═════ Text segment ═════

The rise of smart technologies in manufacturing plants can be a little overwhelming for small and medium-sized operations who are less likely to integrate these into their businesses.
The Connected Systems Institute at the University of Wisconsin-Milwaukee has an answer: Researchers there created a tool that could help smaller companies ease into next-generation manufacturing. It’s a factory-specific GPT, or generative pretrained transformer, allowing workers to use natural language to interact with the production line and receive immediate answers.
Think of it as a virtual assistant, like Alexa, except for manufacturing.
“Small businesses cannot afford high down times,” said CSI Academic Director Atish Sinha, who is also the Rockwell Automation Endowed Professor in Connected Systems. “If a machine fails, you can troubleshoot and fix the problem as soon as possible using this tool. So, that is going to save the business a lot of time and money with a relatively small investment in AI.”
Launched in 2017, CSI provides opportunities for industry partners to work together with faculty and student researchers from UWM and collaborating universities to develop advanced manufacturing processes using the facility’s testbed production line.
The term connected systems refers to the use of artificial intelligence, streaming data on the Internet of Things (IoT) and automated robotics to improve factory efficiencies.
Support from Microsoft
Shamar Webster, a second-year graduate student in computer science, co-created the prototype tool with Microsoft’s chief AI officer, Balamurugan Balakreshnan, after getting the idea when ChatGPT was made public a year ago.
“I faced challenges transitioning to the manufacturing world,” Webster said, “especially in operating our industrial manufacturing testbed. I wanted a co-pilot for troubleshooting in manufacturing.”

═════ Dataset content ═════

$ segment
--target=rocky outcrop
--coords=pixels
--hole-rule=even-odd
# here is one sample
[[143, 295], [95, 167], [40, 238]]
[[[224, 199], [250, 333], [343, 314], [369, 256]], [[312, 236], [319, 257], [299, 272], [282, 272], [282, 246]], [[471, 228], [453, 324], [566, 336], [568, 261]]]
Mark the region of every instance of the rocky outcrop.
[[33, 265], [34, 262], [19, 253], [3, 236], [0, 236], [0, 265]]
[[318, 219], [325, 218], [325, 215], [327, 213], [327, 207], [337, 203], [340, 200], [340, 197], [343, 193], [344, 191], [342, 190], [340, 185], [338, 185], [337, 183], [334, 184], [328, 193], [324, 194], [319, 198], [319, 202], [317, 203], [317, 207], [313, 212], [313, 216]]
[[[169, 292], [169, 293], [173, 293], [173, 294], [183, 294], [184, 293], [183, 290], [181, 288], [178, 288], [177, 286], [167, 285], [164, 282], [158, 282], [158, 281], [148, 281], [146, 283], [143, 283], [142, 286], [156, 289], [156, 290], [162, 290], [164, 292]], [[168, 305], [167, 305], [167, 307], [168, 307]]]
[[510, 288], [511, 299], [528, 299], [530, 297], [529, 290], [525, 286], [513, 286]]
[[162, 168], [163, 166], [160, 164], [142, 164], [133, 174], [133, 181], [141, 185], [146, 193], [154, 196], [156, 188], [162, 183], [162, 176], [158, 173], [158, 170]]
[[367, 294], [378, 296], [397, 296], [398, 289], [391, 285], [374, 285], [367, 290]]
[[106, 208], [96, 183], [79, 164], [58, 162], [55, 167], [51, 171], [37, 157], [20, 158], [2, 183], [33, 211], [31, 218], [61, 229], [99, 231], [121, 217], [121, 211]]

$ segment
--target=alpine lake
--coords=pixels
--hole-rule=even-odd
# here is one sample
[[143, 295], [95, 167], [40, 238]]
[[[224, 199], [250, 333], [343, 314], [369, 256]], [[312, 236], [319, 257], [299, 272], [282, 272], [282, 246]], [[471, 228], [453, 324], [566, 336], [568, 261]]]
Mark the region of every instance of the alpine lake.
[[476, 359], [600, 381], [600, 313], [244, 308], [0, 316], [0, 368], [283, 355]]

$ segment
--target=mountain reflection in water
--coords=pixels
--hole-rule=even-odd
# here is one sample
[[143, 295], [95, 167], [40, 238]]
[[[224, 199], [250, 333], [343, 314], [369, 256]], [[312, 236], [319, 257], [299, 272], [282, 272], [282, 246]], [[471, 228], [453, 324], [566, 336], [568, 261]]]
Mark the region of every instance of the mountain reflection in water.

═════

**Task item**. In the text on the factory-specific GPT, explain why the tool is presented as valuable for small businesses.

**Problem solution**. Small businesses cannot afford long downtimes, and the tool lets workers troubleshoot and fix a failed machine as soon as possible. That saves the business a lot of time and money for a relatively small investment in AI.